What is required ::
In the entries below, find the line with "<point>358,191</point>" and the line with "<point>106,54</point>"; give again those lines and every line between them, exactly.

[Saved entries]
▽

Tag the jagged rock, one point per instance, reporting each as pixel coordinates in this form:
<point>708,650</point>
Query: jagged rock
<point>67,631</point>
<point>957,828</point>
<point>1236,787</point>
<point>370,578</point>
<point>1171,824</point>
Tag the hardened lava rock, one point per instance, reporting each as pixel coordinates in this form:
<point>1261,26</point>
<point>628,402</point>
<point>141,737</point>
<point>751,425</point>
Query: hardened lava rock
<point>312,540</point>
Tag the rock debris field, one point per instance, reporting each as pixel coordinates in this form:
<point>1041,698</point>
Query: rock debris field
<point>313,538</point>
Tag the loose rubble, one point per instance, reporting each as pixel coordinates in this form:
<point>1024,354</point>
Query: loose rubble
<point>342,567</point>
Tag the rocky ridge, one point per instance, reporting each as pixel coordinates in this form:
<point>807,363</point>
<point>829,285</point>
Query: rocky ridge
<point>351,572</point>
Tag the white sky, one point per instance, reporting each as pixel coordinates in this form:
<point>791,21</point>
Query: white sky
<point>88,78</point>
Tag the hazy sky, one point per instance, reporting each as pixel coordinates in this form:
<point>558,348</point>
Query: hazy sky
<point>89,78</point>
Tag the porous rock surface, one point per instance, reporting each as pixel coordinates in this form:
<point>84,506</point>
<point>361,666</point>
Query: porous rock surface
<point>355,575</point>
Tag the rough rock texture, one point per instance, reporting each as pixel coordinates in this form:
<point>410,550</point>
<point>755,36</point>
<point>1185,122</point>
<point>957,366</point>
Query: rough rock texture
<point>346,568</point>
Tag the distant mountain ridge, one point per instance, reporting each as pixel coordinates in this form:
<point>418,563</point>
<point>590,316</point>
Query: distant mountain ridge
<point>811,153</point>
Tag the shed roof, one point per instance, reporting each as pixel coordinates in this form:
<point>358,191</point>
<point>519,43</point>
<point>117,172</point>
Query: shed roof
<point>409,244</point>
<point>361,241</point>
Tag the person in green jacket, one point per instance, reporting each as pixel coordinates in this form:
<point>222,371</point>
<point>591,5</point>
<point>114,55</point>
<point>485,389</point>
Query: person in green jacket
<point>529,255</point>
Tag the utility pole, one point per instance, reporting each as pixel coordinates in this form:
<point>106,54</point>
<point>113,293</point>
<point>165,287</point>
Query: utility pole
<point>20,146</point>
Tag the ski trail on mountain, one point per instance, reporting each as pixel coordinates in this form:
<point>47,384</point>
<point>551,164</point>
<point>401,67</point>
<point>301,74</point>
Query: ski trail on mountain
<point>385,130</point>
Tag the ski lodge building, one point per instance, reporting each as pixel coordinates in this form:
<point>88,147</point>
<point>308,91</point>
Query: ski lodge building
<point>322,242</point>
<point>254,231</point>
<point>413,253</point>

△

Exercise response ::
<point>358,191</point>
<point>519,43</point>
<point>117,172</point>
Query: shed roof
<point>409,244</point>
<point>361,241</point>
Tag the person in green jacket, one point per instance, reporting each as pixel coordinates in this form:
<point>222,371</point>
<point>591,5</point>
<point>114,55</point>
<point>485,389</point>
Query: person in green jacket
<point>529,255</point>
Tag the utility pole, one point per instance, reporting each as pixel coordinates in this form:
<point>106,54</point>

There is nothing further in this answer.